Extract provided:
============================================================
Right. I dont think a two year old is capable of making the distinction between those who mean well and those who dont. It is appropriate for them to yell and scream if being forcefully taken from thier parent. Natural and a survival instinct even.

Quote:


Originally Posted by *Britishmum* 
ITA.

I personally want my child to see me handle situations such as this firmly, decisively, and clearly, but not exhibiting fight or flight responses such as yelling. Aside from the fact that I think it is wrong and unnecessary to yell at a Walmart greeter, no matter if he's clueless, I think a 2 yo just learns fear from such an experience, and has no measure to know what justifies that fight or flight response in future. I would worry that my child would then not know who to fear next. I know my kids would have started worrying about every worker in every store after an experience where I yelled. But then, that's my kids, used to my way of dealing with stress, and my opinion. Others think that a 2 yo would take a good lesson from mum yelling - that you stand up for yourself and don't let anyone do anything to your body that you dislike.

Maybe there is no right or wrong answer. Our children don't learn self protection skills from just one incident. There are a myriad of different experiences that form our children's personalities and abilities to take care of themselves. We are all doing our best to instil these qualities and skills in our children, but we all take a different route to that end.

But I think the two year old was already afraid because of the guy trying to drag her away from her mama and perhaps her learning that her mama will protect her will make her feel MORE secure around the workers (at least the ones who arent prying her from her mother) in the future.

You are right, my own instincts and reactions to this story are of course a direct result of my own experiances and beliefs. As are yours. As they should be! Maybe I am more overprotective because of my past. But its amazing how many women I know who were molested at one point or another in thier childhoods and while Im not saying THIS man was going to molest her (certainly not in the middle of walmart!) it still speaks to the issue of bodily integrity and personal boundries, letting her know that its ok to tell someone not to touch you, and to be forcefull about it if they dont listen to your "No".

Quote:


Originally Posted by *baltic_ballet* 
I wish people would stop freaking out and talking about child molesters. Who said this man was a child molester? What if he was a misguided old man why do we immediately have to label him as a child molester?
============================================================
Records to process:
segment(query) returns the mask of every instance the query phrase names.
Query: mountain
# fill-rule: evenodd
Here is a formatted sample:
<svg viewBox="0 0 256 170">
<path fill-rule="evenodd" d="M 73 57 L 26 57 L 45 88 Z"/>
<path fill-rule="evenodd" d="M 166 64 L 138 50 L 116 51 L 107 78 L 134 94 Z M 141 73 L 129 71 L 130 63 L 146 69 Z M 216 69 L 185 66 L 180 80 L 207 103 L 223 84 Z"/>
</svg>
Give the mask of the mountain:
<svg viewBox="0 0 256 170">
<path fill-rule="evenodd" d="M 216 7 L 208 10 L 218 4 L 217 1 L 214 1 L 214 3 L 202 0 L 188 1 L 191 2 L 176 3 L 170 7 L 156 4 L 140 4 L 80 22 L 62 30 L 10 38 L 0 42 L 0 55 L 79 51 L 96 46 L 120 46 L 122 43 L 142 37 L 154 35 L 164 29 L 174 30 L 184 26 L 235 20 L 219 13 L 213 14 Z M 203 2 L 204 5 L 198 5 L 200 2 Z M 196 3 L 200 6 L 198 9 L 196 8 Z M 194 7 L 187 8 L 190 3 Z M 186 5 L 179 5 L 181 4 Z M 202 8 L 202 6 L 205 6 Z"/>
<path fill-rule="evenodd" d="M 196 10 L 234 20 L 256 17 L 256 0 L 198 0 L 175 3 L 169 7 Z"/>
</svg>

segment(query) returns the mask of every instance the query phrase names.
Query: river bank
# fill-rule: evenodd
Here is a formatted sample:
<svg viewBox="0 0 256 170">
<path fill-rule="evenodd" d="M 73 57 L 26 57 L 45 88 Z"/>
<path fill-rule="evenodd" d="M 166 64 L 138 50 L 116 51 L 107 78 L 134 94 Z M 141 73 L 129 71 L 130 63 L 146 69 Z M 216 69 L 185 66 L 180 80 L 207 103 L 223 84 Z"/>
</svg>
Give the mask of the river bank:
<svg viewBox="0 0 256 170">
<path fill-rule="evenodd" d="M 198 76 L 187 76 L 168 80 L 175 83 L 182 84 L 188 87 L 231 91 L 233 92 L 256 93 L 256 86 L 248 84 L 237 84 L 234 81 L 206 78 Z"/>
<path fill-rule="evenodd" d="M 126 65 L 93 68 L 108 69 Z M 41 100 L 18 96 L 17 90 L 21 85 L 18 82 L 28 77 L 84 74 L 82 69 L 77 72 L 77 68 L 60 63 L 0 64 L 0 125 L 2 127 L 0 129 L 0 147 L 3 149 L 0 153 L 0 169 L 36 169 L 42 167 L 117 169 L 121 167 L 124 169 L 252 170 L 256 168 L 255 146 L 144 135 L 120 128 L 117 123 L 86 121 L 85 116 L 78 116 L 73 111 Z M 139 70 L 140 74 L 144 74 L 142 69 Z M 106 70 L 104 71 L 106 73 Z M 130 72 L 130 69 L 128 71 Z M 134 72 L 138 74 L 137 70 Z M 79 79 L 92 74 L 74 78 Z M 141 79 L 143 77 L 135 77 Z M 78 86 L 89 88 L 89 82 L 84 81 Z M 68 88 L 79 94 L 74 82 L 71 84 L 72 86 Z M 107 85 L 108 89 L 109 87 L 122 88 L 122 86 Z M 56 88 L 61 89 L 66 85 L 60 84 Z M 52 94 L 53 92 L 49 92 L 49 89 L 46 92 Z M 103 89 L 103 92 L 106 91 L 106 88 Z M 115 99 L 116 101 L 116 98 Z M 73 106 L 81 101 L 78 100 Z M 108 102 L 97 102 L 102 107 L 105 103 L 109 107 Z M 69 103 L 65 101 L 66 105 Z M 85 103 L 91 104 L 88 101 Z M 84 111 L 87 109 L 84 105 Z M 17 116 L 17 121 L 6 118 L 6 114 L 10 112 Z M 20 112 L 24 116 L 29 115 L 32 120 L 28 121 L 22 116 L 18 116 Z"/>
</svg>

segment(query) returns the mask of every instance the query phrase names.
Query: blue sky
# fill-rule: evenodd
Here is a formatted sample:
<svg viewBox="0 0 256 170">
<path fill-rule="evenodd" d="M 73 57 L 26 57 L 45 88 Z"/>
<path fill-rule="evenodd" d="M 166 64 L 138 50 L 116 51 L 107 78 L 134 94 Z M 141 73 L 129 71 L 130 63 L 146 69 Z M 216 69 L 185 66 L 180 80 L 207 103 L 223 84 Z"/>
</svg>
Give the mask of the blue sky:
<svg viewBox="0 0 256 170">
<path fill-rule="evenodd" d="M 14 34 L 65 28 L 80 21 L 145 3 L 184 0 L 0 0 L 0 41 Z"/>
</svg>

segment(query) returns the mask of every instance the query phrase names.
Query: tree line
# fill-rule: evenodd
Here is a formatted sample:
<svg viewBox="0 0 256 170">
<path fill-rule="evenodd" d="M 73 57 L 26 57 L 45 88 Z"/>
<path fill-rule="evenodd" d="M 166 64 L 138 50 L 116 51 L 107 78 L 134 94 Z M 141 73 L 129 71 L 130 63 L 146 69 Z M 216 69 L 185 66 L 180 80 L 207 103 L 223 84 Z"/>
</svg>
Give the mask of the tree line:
============================================================
Request A: In the forum thread, who does the post quoted from Britishmum say it is wrong and unnecessary to yell at?
Request B: Rescale everything from the start of the records down to the line containing "216 7 L 208", both ends included. Repeat those lines with the requests unchanged, but multiply every coordinate in the answers by 2.45 and round to whole numbers, with halves rounding up.

Correct output A: A Walmart greeter.

Correct output B:
segment(query) returns the mask of every instance the query phrase names.
Query: mountain
# fill-rule: evenodd
Here is a formatted sample:
<svg viewBox="0 0 256 170">
<path fill-rule="evenodd" d="M 73 57 L 26 57 L 45 88 Z"/>
<path fill-rule="evenodd" d="M 166 64 L 138 50 L 116 51 L 107 78 L 134 94 Z M 141 73 L 129 71 L 130 63 L 146 69 Z M 216 69 L 185 66 L 180 80 L 207 103 L 223 84 Z"/>
</svg>
Give the mask of the mountain:
<svg viewBox="0 0 627 417">
<path fill-rule="evenodd" d="M 529 17 L 510 25 L 534 10 L 532 2 L 524 2 L 524 7 L 495 0 L 461 2 L 468 5 L 431 7 L 417 17 L 382 10 L 343 10 L 196 54 L 152 74 L 25 93 L 0 103 L 0 135 L 194 125 L 235 113 L 294 113 L 299 105 L 348 91 L 377 86 L 402 71 L 426 74 L 451 64 L 576 49 L 537 32 L 522 34 Z M 497 5 L 500 12 L 485 12 L 490 5 Z M 480 7 L 490 15 L 485 22 L 480 20 Z M 475 17 L 458 20 L 466 7 Z M 456 12 L 439 12 L 443 10 Z M 495 20 L 495 15 L 502 15 Z"/>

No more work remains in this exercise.